EXERCISE OBJECTIVE
Retype every entry below without any change.
--- PROVIDED INFORMATION Enclosed Below ---
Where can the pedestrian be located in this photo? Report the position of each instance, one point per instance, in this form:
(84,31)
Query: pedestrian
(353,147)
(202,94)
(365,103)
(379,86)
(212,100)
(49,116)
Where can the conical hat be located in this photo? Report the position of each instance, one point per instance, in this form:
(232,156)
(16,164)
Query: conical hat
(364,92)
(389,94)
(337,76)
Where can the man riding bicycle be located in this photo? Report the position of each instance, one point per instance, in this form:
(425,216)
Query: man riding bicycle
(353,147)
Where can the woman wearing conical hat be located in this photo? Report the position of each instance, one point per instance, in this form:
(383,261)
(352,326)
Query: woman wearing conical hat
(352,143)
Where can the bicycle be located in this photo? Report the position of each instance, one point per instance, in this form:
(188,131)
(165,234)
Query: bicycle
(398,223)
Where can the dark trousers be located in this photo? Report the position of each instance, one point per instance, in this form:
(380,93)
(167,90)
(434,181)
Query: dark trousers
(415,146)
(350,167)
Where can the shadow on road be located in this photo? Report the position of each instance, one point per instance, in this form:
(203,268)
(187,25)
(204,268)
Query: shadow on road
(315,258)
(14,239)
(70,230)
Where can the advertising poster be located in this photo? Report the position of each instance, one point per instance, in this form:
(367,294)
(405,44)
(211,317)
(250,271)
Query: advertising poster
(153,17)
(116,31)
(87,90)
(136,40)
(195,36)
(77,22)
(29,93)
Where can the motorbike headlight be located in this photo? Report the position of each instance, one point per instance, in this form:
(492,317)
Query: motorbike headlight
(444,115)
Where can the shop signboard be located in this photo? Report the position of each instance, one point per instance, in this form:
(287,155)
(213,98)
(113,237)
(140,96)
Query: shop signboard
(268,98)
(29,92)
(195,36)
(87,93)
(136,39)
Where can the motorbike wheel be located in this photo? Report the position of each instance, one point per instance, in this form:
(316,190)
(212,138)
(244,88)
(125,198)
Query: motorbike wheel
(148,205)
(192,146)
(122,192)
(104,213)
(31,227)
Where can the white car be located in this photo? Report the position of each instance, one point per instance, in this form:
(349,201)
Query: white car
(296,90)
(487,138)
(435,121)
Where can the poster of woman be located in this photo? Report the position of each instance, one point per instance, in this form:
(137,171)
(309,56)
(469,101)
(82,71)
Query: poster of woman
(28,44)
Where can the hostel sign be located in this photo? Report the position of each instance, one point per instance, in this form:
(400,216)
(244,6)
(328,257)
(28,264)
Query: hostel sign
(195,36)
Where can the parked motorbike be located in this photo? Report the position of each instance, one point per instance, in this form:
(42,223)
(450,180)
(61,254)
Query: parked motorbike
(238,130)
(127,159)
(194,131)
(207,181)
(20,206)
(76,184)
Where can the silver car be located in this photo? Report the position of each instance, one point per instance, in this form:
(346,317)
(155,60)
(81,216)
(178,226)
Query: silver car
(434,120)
--- End of Enclosed PROVIDED INFORMATION ---
EXERCISE RESULT
Where can the pedestrian be located in this photo? Report the position of each instance, one point per instance, in this form:
(84,31)
Query: pedestrian
(353,147)
(202,94)
(365,103)
(379,86)
(212,100)
(49,116)
Where can the conical hat be located in this photo? Report the position of each instance, one point per instance, in this form:
(232,156)
(16,164)
Query: conical hat
(364,92)
(389,94)
(337,76)
Where can the man riding bicycle be located in this photo? Report the position of each instance, one point per instance, in this form:
(425,216)
Query: man riding bicycle
(353,147)
Where can the woman wearing conical hat be located in this photo? Report the position of each instance, one point per instance, in this form:
(383,261)
(352,326)
Query: woman wearing conical hat
(352,143)
Where can the bicycle be located in this photo? Report the position of each instance, one point per instance, in this form:
(188,131)
(165,234)
Query: bicycle
(398,223)
Where can the dark trousers be located in this photo? Report the position of each instance, one point per instance, in this form:
(380,93)
(167,90)
(434,181)
Query: dark trousers
(415,146)
(350,167)
Where can the shadow on road be located in this photo? Report the position of each instance, one point per instance, in this form:
(203,268)
(187,25)
(204,268)
Query: shadow on road
(315,258)
(14,239)
(70,230)
Where can the advertising poster be located in this photo? Report the position of each instance, one point per instance, in this form:
(367,294)
(405,44)
(211,317)
(250,271)
Query: advertising poster
(153,17)
(116,31)
(87,90)
(136,40)
(195,36)
(77,22)
(29,93)
Where can the motorbike headlight be located in this photo? Report the position of each instance, one point per instance, in this form:
(492,317)
Query: motorbike headlight
(444,115)
Where can the shop signboard be located in this photo? Report the position of each instance, one point per instance, in this form:
(287,155)
(213,98)
(113,237)
(140,96)
Query: shop signboard
(268,98)
(29,92)
(195,36)
(87,93)
(136,39)
Where can the motorbike wheel be located in this photo? Report the position of each instance, one point per instance, in this form:
(316,190)
(212,138)
(244,88)
(125,198)
Query: motorbike wheel
(148,205)
(192,146)
(122,192)
(104,213)
(31,227)
Where can the white car be located in this photo? Report the position of each instance, one point per instance, in this form:
(349,201)
Query: white car
(296,90)
(487,138)
(435,121)
Where can the poster of woman be located in this photo? Report the position of each instance, one point per instance, in this form:
(137,171)
(309,56)
(469,101)
(82,71)
Query: poster of woman
(28,44)
Where can the hostel sign be located in this photo? Report the position of each instance, one point per instance, in this form:
(400,216)
(244,6)
(328,257)
(28,264)
Query: hostel sign
(195,36)
Where can the parked motorbike be located in this photo? Report the position of each instance, one point per instance, in this form:
(42,223)
(450,180)
(61,254)
Query: parked motorbike
(238,130)
(127,159)
(194,131)
(207,181)
(20,206)
(76,184)
Where can the silver car be located in this photo? Report the position of each instance, one point per instance, in this form:
(346,317)
(155,60)
(81,216)
(178,226)
Query: silver car
(434,120)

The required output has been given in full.